SOURCE EXTRACT:
<<<<

Under these circumstances, may plaintiff succeed in his action?
The only grounds for divorce from the bond of matrimony are adultery; willful, continued and obstinate desertion for the term of two years, and extreme cruelty. N.J.S. 2A:34-2.
Obviously, adultery could not have been committed. Plaintiff argues, however, that since defendant and the co-respondent were observed alone in the co-respondent's apartment in a condition of undress, the term "adultery" should be construed by the court as broad enough to include lascivious conduct, or even under the circumstances here present, the performance of unnatural sex acts between defendant and the co-respondent.
There is no authority cited for this contention. It has long been held that if a case is not brought within the language of the above statute, there is no ground for divorce. Linnekogel v. Linnekogel, 95 N.J. Eq. 265 (E. & A. 1923). It is obligatory for a plaintiff seeking a divorce to show one of the three grounds for divorce as a condition precedent to the granting of same. Grewe v. Grewe, 138 N.J. Eq. 296 (E. & A. 1946); Sachse v. Sachse, 107 N.J. Eq. 41 (E. & A. 1930); Linnekogel v. Linnekogel, supra; Foote v. Foote, 61 A. 90 (Ch. 1905) (not officially reported); States v. States, 37 N.J. Eq. 195 (Ch. 1883); Laing v. Laing, 21 N.J. Eq. 248 (Ch. 1870); Hedden v. Hedden, 21 N.J. Eq. 61 (Ch. 1870); Pedrick v. Pedrick, 8 N.J. Misc. 792, 152 A. 83 (Ch. 1930).

>>>>

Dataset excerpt
<<<<

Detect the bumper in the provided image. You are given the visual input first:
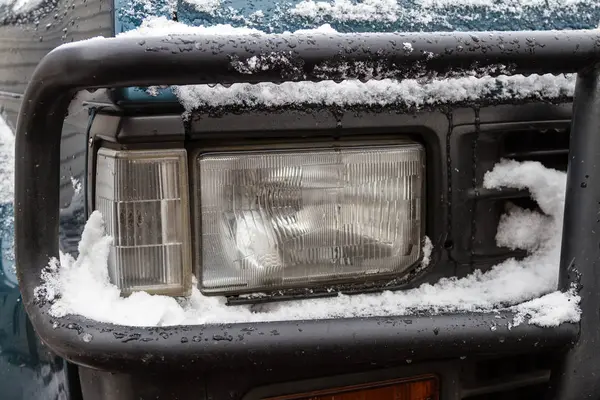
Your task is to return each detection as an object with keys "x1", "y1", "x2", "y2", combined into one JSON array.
[{"x1": 16, "y1": 31, "x2": 600, "y2": 399}]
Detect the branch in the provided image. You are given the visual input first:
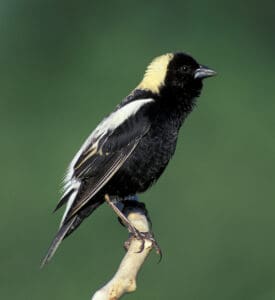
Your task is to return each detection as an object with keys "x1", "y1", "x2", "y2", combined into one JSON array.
[{"x1": 92, "y1": 201, "x2": 153, "y2": 300}]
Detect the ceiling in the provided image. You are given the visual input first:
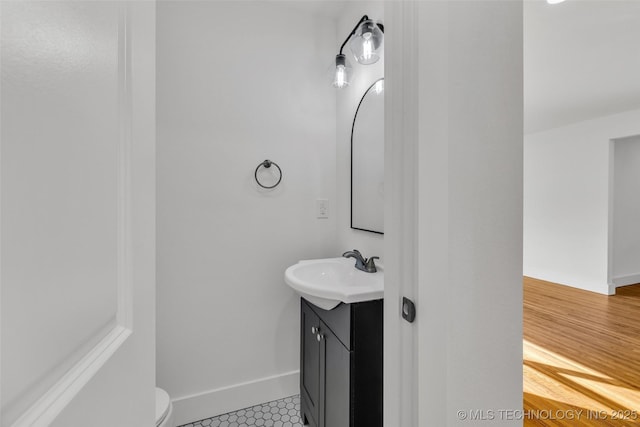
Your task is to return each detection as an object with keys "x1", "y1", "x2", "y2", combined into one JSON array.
[{"x1": 524, "y1": 0, "x2": 640, "y2": 133}]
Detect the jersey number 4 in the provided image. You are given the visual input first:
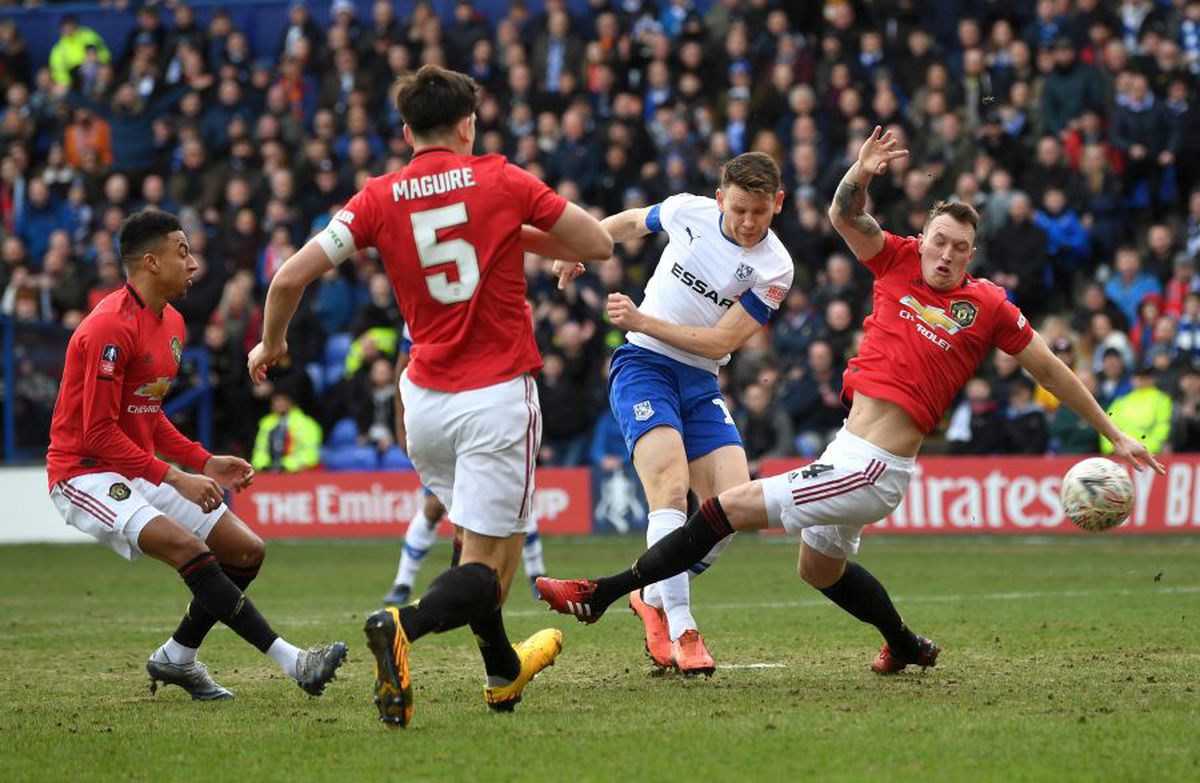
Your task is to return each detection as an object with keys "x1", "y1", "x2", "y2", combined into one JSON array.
[{"x1": 412, "y1": 202, "x2": 479, "y2": 305}]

>>>>

GIVEN EXERCISE 1:
Using the divorce excerpt, answer these:
(a) Which statute sets out the grounds for divorce?
(b) How long must desertion continue to count as a ground?
(c) In what condition were the defendant and the co-respondent observed?
GIVEN EXERCISE 2: Can you reproduce the passage of the divorce excerpt starting at "Obviously, adultery could" and ending at "and the co-respondent."?

EXPECTED ANSWER 1:
(a) N.J.S. 2A:34-2.
(b) Two years.
(c) Alone in the co-respondent's apartment, in a condition of undress.

EXPECTED ANSWER 2:
Obviously, adultery could not have been committed. Plaintiff argues, however, that since defendant and the co-respondent were observed alone in the co-respondent's apartment in a condition of undress, the term "adultery" should be construed by the court as broad enough to include lascivious conduct, or even under the circumstances here present, the performance of unnatural sex acts between defendant and the co-respondent.